- Page excerpt:
In view of these consequences of the change of formula from Balinski/Young
to Jefferson, the statement of the senior election technical adviser to
the NEC, Mr Theo Noel, that "the revision of the formula was purely
technical" is completely incomprehensible.
A change in the seat allocation formula has to be made public. It simply
cannot be done by a dead-of-night action as it appears to have been done
at the moment. The way the NEC handled this change seems to be unprofessional,
non-transparent, politically irresponsible and, perhaps, even illegal.
Table 1 shows that
there is not only a considerable difference in seat allocation between the
1st and the 2nd NEC formula but that there is also a significant difference
in proportional representation of the votes as expressed in the number of
seats for each political party.
The 1st NEC formula of Balinski/Young produces fairly proportional results:
The number of votes represented by each seat varies between 34,420 for the
CPP seats and 38,870 for the seats of the Sam Rainsy Party, which results
in a difference of 4,450 votes per seat. By far the best proportional result
is produced by applying the Sainte-LaguÎ formula with a difference
of only 1,728 votes per seat.

- Goal: In the passage on seat allocation formulas, take everything from "The 1st NEC" down to "1,728 votes per seat." and swap "Sam Rainsy Party" for "SRP". The rows below come from a different source than the text above.

- Dataset entries:
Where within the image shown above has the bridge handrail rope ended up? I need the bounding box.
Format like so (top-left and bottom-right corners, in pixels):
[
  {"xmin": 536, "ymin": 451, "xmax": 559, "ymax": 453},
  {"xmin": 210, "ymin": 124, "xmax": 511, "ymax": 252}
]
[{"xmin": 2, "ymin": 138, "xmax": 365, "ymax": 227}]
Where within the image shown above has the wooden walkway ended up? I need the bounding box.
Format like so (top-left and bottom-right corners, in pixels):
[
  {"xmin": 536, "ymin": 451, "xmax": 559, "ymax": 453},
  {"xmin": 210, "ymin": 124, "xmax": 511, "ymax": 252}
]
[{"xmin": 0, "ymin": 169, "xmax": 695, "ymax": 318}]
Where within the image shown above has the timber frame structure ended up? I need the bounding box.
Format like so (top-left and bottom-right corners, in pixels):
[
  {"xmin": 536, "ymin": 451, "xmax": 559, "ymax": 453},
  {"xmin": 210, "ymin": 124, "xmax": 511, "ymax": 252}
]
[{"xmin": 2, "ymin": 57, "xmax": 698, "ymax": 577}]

- The completed task:
The 1st NEC formula of Balinski/Young produces fairly proportional results:
The number of votes represented by each seat varies between 34,420 for the
CPP seats and 38,870 for the seats of the SRP, which results
in a difference of 4,450 votes per seat. By far the best proportional result
is produced by applying the Sainte-LaguÎ formula with a difference
of only 1,728 votes per seat.